TUGAS TERTULIS: Dalam teks tentang pendidikan nasional, ke mana siswa berbondong-bondong mendaftar setelah lulus SMA?

TEKS YANG DIBERIKAN:
---

Pendidikan Nasional, Jangan Dikambinghitamkan



Jawa Pos, Senin KLIWON 24 November 1986
Oleh : Wuri Soedjatmiko

Kritik terhadap kebijaksanaan pendidikan nasional bukanlah berita baru. Sudah sejak beberapa tahun pendidikan nasional mendapat berbagai kecaman, antara lain : “Mutu lulusan makin tahun makin menurun”, “Lembaga pendidikan tidak berhasil memproduksi lulusan yang siap pakai”, dan “Pengangguran adalah akibat sistem pendidikan yang tidak direncanakan berdasarkan lapangan kerja”.

Kritik memang mudah dilancarkan dan sering tidak ditunjang oleh data penelitian yang sahih. Misalnya, dengan mengatakan mutu lulusan makin menurun, kriteria mutu lulusan dan alat evaluasinya tidak pernah disebut-sebut. Apakah lulusan “tempo dulu” yang berpredikat “hebat” masih menyandang gelar yang sama sekarang, sejalan dengan perkembangan ilmu dan kemajuan teknologi? Dilihat dari jumlah siswa, pernyataan tersebut juga bias. Berapa jumlah siswa di zaman sebelum perang dan bagaimana intelegensi mereka yang mendapat kesempatan untuk belajar atau kelompok elite itu? Lalu, bagaimana keadaan siswa pada masa ini? Siapapun, yang kaya, yang miskin, yang pandai maupun yang bodoh bisa mendapatkan jasa dari pendidikan nasional. 

Pendidikan nasional (dikhususkan:pendidikan guru) selalu menjadi kambing hitam. Pendidikan nasional dikatakan menyebabkan pengangguran. Pendidikan nasional tidak menghasilkan lulusan siap pakai. Juga masalahnya: siapakah yang harus memberikan data mengenai lapangan kerja dan segala jenisnya? Haruskah Depdikbud yang mengerjakannya? Kriteria “siap pakai” juga menimbulkan skeptisme: siap pakai ke sektor yang mana?

KEBUTUHAN SISWA

Pernahakah kita meneliti apa sebetulnya kebutuhan siswa? Setelah siswa lulus SMA mereka berbondong-bondong mendaftar ke perguruan tinggi (PT). Apakah yang hendak mereka raih?

---

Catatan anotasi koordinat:
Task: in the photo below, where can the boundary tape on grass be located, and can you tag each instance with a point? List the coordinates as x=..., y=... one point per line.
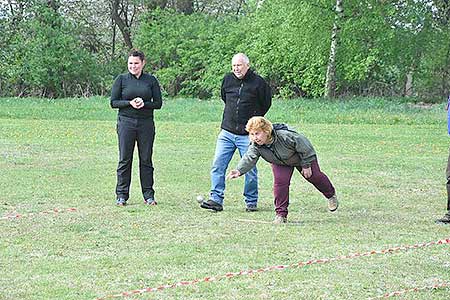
x=416, y=289
x=271, y=268
x=54, y=211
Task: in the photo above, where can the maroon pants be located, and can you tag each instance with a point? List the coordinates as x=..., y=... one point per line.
x=282, y=179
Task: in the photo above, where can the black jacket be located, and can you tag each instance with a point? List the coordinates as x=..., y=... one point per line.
x=244, y=98
x=126, y=87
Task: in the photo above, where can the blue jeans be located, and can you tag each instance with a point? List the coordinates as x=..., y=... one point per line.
x=226, y=145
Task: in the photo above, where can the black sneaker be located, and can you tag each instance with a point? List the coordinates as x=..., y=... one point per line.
x=150, y=201
x=445, y=219
x=211, y=205
x=121, y=202
x=251, y=208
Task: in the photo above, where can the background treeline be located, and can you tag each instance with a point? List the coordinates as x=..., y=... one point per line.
x=304, y=48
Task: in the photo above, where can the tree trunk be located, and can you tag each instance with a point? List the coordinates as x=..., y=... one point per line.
x=185, y=6
x=330, y=83
x=408, y=84
x=121, y=23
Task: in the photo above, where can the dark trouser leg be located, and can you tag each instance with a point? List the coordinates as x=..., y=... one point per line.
x=126, y=132
x=320, y=180
x=145, y=139
x=281, y=181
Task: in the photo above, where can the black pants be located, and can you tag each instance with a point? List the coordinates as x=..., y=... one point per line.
x=130, y=131
x=448, y=182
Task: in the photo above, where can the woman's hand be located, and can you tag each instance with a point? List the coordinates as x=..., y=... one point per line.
x=306, y=172
x=233, y=174
x=137, y=103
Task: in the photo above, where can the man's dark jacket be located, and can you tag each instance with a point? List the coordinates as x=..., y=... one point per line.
x=244, y=98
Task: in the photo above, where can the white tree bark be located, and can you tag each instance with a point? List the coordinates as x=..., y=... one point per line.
x=330, y=83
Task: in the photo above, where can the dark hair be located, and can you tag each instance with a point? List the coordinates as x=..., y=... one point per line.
x=137, y=53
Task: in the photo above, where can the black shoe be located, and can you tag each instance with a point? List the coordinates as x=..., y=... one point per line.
x=150, y=201
x=251, y=208
x=445, y=219
x=211, y=205
x=121, y=202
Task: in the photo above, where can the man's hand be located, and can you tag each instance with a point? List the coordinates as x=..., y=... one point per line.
x=233, y=174
x=306, y=172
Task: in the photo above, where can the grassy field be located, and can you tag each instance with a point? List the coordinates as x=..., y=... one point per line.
x=386, y=159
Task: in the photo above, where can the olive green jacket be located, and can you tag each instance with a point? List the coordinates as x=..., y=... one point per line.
x=289, y=148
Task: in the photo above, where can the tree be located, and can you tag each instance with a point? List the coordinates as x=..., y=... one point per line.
x=330, y=83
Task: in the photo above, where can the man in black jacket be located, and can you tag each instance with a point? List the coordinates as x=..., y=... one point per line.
x=245, y=95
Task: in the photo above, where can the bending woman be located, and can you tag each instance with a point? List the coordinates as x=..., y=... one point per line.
x=286, y=150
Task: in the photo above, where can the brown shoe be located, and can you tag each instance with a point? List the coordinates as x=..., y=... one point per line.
x=333, y=203
x=279, y=220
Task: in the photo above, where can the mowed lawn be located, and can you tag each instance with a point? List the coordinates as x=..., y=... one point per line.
x=386, y=159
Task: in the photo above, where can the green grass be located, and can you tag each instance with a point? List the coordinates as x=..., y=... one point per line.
x=386, y=161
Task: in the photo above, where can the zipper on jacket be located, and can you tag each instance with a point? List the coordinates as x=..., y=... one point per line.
x=237, y=105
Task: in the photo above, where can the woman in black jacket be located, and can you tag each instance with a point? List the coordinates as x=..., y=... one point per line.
x=136, y=94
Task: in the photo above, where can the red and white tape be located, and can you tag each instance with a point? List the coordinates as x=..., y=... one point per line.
x=46, y=212
x=417, y=289
x=271, y=268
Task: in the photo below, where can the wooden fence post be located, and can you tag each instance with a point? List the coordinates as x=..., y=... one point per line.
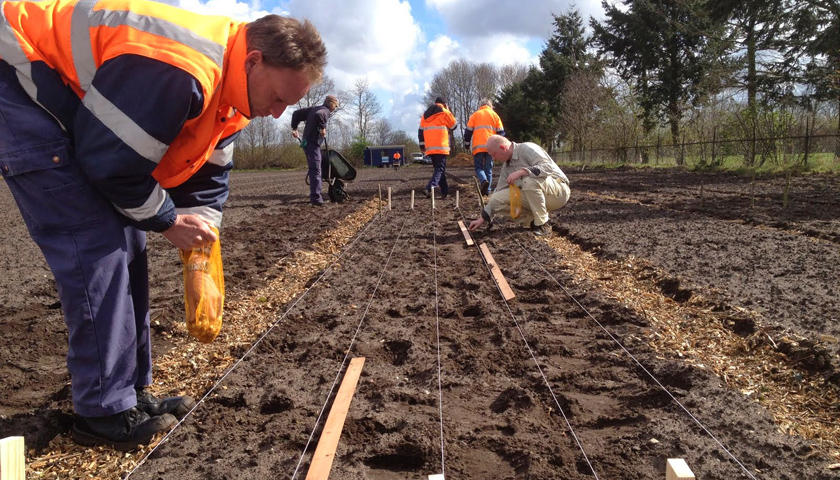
x=807, y=141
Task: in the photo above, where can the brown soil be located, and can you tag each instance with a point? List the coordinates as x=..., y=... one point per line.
x=526, y=387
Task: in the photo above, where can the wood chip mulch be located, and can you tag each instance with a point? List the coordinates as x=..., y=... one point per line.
x=801, y=403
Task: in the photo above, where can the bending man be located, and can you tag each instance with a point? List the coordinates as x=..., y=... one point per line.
x=124, y=116
x=545, y=187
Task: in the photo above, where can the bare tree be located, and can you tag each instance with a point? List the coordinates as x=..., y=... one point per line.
x=581, y=105
x=364, y=107
x=317, y=93
x=381, y=131
x=486, y=81
x=254, y=146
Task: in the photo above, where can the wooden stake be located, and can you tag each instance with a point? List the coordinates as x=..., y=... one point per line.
x=324, y=454
x=466, y=233
x=497, y=273
x=677, y=469
x=701, y=195
x=12, y=459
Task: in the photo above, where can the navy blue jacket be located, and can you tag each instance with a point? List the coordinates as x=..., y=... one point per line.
x=158, y=97
x=316, y=118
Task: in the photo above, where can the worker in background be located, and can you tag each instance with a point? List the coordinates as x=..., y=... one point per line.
x=544, y=186
x=124, y=115
x=483, y=123
x=433, y=134
x=314, y=135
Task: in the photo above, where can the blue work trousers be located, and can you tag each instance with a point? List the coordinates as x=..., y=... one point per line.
x=99, y=262
x=313, y=159
x=439, y=175
x=484, y=169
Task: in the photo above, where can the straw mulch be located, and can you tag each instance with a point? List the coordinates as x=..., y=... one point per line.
x=696, y=331
x=197, y=367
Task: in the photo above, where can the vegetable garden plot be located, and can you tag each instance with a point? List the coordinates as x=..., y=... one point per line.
x=499, y=418
x=495, y=412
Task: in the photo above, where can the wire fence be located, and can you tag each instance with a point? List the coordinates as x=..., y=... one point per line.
x=805, y=151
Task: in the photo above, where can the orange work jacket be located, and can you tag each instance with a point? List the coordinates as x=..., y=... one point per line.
x=482, y=125
x=434, y=129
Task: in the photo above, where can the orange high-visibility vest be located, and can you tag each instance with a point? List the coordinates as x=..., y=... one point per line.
x=76, y=37
x=484, y=123
x=436, y=131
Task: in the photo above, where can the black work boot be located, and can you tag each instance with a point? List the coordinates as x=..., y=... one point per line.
x=123, y=431
x=177, y=406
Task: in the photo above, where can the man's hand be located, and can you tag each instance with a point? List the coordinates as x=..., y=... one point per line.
x=190, y=231
x=516, y=176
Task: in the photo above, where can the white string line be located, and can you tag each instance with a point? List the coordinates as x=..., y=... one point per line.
x=347, y=353
x=537, y=363
x=437, y=333
x=634, y=359
x=253, y=346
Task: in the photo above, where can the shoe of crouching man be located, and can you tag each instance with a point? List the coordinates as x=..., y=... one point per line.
x=543, y=230
x=179, y=407
x=124, y=431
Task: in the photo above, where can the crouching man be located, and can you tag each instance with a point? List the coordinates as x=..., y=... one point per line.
x=544, y=186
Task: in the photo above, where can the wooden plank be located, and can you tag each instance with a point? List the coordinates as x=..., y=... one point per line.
x=12, y=459
x=497, y=273
x=324, y=454
x=466, y=233
x=677, y=469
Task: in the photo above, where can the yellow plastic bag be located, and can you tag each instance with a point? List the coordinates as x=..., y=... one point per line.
x=204, y=290
x=515, y=201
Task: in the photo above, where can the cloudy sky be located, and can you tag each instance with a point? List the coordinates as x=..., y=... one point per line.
x=398, y=45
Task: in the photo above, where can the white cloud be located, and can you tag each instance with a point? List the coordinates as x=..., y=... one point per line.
x=399, y=49
x=230, y=8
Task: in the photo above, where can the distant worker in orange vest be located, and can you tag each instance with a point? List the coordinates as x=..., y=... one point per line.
x=483, y=123
x=125, y=112
x=433, y=134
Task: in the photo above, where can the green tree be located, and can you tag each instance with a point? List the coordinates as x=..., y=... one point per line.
x=666, y=49
x=753, y=26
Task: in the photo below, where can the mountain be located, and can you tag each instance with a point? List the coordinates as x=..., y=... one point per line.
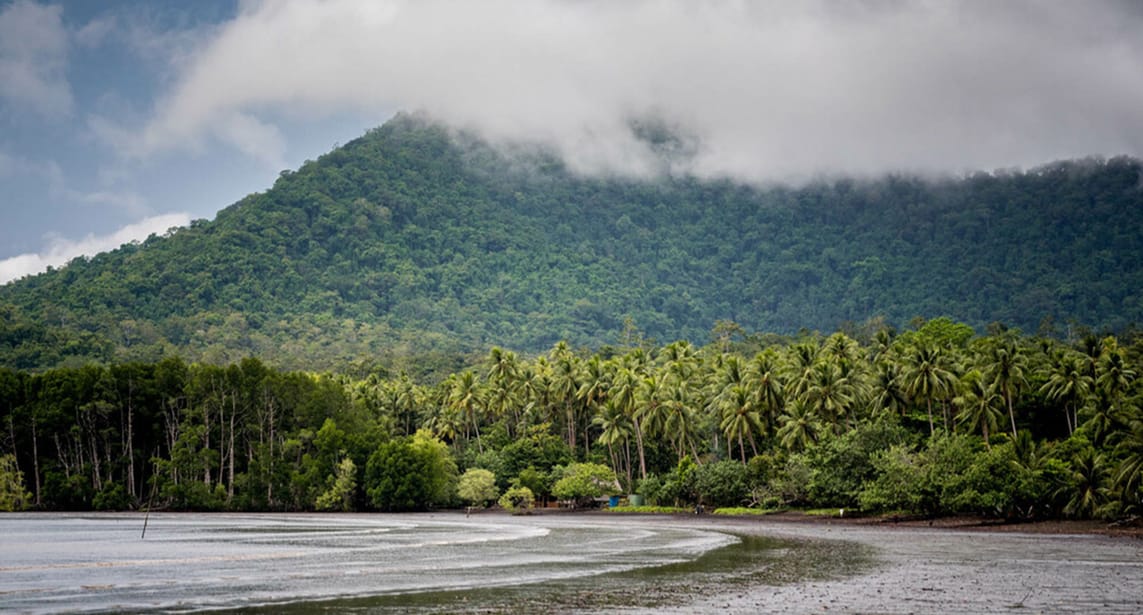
x=415, y=245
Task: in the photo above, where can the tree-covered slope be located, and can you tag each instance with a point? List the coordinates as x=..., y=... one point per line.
x=410, y=241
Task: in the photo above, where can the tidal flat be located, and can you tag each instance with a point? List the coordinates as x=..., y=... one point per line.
x=489, y=562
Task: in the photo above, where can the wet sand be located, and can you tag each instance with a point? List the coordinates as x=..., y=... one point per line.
x=974, y=568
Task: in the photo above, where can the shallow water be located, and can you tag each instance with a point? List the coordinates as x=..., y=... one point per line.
x=552, y=564
x=100, y=562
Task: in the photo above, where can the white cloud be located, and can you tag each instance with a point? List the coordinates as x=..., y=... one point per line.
x=770, y=89
x=33, y=58
x=61, y=250
x=95, y=32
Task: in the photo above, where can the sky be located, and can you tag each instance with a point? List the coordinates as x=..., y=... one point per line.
x=125, y=118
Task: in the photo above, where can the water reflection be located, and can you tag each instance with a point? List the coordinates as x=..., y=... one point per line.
x=442, y=562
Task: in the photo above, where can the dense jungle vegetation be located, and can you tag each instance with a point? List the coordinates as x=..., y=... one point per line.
x=414, y=248
x=935, y=420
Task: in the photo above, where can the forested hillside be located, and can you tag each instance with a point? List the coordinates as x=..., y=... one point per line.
x=934, y=421
x=414, y=248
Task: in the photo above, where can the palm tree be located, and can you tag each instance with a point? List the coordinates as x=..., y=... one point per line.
x=616, y=428
x=927, y=376
x=1088, y=489
x=466, y=397
x=800, y=364
x=624, y=392
x=1005, y=366
x=980, y=406
x=565, y=388
x=1069, y=384
x=1129, y=472
x=679, y=421
x=503, y=385
x=798, y=426
x=649, y=409
x=592, y=392
x=830, y=393
x=1113, y=374
x=766, y=385
x=887, y=391
x=740, y=418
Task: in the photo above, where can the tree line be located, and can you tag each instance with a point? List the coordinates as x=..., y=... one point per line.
x=414, y=245
x=935, y=420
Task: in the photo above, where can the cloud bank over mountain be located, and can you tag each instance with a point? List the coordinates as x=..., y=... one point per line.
x=768, y=90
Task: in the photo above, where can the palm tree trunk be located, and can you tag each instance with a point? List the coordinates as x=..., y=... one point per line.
x=929, y=406
x=642, y=460
x=1012, y=415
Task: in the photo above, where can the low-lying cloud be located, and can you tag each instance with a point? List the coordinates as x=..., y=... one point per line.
x=61, y=250
x=770, y=90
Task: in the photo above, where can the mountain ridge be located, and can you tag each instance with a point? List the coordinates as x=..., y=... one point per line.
x=414, y=241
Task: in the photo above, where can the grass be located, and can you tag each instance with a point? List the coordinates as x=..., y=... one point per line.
x=655, y=510
x=743, y=510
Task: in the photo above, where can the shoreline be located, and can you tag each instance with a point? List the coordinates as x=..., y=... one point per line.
x=1048, y=527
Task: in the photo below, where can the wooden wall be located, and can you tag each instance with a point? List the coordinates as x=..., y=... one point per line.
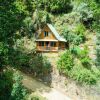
x=50, y=36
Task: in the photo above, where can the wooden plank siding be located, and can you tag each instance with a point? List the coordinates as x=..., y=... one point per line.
x=49, y=42
x=50, y=36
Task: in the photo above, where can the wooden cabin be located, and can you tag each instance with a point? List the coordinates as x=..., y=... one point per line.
x=50, y=40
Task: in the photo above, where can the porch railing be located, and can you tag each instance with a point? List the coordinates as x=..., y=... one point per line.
x=46, y=48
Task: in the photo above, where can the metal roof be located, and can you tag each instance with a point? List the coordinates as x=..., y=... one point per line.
x=46, y=40
x=56, y=33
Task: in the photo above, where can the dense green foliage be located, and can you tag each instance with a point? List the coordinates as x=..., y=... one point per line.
x=83, y=76
x=75, y=36
x=65, y=63
x=20, y=18
x=11, y=87
x=18, y=91
x=57, y=6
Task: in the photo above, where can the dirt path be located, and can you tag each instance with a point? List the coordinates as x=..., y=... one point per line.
x=44, y=90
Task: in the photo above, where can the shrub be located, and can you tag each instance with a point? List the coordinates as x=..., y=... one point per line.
x=18, y=90
x=83, y=76
x=65, y=63
x=6, y=83
x=85, y=61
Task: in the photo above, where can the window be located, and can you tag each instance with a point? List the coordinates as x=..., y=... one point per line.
x=45, y=33
x=41, y=43
x=53, y=44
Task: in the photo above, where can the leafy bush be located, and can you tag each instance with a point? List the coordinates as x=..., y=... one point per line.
x=76, y=36
x=65, y=63
x=82, y=54
x=53, y=6
x=86, y=61
x=83, y=76
x=6, y=83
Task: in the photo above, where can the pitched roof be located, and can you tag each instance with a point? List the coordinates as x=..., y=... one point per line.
x=56, y=34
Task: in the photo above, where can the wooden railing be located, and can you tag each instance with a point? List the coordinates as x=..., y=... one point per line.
x=43, y=48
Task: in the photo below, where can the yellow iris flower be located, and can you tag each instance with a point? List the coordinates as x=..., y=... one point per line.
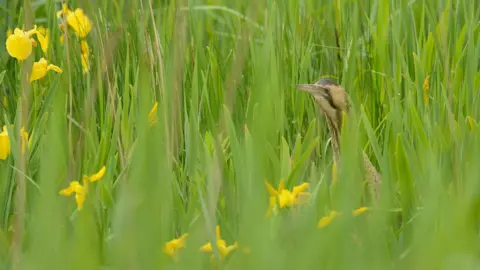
x=79, y=22
x=40, y=68
x=285, y=197
x=82, y=190
x=5, y=148
x=221, y=244
x=19, y=44
x=43, y=37
x=4, y=144
x=85, y=53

---

JAWABAN LATIHAN: Ke perguruan tinggi (PT).